#### EXTRACTED INFORMATION

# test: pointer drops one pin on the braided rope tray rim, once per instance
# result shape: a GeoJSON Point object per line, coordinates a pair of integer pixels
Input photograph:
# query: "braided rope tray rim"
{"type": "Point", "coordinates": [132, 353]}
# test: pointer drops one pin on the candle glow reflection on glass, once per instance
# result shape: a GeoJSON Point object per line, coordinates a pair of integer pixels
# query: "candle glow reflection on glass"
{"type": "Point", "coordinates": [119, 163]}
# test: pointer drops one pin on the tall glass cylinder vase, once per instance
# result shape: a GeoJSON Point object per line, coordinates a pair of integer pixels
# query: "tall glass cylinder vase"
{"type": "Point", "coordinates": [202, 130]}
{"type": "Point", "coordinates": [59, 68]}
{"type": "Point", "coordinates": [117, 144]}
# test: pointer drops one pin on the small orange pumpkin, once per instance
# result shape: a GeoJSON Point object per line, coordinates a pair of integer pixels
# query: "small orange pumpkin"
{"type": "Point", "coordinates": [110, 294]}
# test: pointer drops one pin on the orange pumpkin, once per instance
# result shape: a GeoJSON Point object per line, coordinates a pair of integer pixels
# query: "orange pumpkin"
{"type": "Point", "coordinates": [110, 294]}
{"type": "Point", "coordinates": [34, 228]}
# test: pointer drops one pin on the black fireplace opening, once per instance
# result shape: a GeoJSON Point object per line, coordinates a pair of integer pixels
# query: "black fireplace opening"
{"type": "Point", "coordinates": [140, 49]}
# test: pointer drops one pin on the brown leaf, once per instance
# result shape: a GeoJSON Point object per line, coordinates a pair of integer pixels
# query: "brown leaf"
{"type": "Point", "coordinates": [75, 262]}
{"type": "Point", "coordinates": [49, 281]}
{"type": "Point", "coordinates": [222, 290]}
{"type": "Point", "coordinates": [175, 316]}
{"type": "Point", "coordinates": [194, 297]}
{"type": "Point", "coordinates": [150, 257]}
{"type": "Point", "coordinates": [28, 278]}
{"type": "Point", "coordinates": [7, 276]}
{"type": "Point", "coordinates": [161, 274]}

########
#### EXTRACTED INFORMATION

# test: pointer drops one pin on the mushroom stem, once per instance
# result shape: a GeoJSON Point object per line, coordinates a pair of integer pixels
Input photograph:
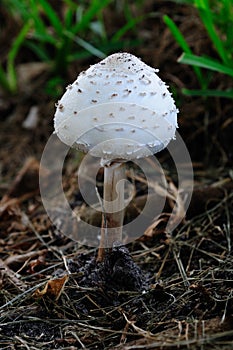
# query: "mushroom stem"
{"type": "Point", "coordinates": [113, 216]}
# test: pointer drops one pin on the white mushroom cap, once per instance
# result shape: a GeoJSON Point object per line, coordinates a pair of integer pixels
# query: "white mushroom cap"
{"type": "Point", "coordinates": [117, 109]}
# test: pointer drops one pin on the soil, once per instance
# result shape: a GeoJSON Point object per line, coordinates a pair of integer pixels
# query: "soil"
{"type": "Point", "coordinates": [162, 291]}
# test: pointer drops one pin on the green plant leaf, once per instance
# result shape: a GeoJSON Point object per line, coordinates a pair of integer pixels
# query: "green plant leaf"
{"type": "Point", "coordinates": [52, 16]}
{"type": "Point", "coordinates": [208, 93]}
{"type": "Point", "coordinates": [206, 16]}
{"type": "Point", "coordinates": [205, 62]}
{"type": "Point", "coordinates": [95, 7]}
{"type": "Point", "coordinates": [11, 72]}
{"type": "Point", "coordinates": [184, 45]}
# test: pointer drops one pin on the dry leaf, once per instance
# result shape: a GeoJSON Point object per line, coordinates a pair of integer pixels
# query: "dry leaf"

########
#### EXTRACTED INFORMATION

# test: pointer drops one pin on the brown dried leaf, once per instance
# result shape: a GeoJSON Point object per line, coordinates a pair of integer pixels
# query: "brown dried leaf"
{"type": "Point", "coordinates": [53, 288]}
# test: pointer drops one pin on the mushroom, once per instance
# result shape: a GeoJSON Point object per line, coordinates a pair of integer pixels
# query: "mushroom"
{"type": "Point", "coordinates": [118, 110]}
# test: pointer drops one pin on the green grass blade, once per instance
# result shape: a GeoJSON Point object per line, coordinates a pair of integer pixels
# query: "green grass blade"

########

■ YOUR INSTRUCTIONS
Copy all lines from the entries that contain the word "blade".

■ EXERCISE RESULT
# test: pointer drops one pin on the green grass blade, once per instance
# query: "green grass blade"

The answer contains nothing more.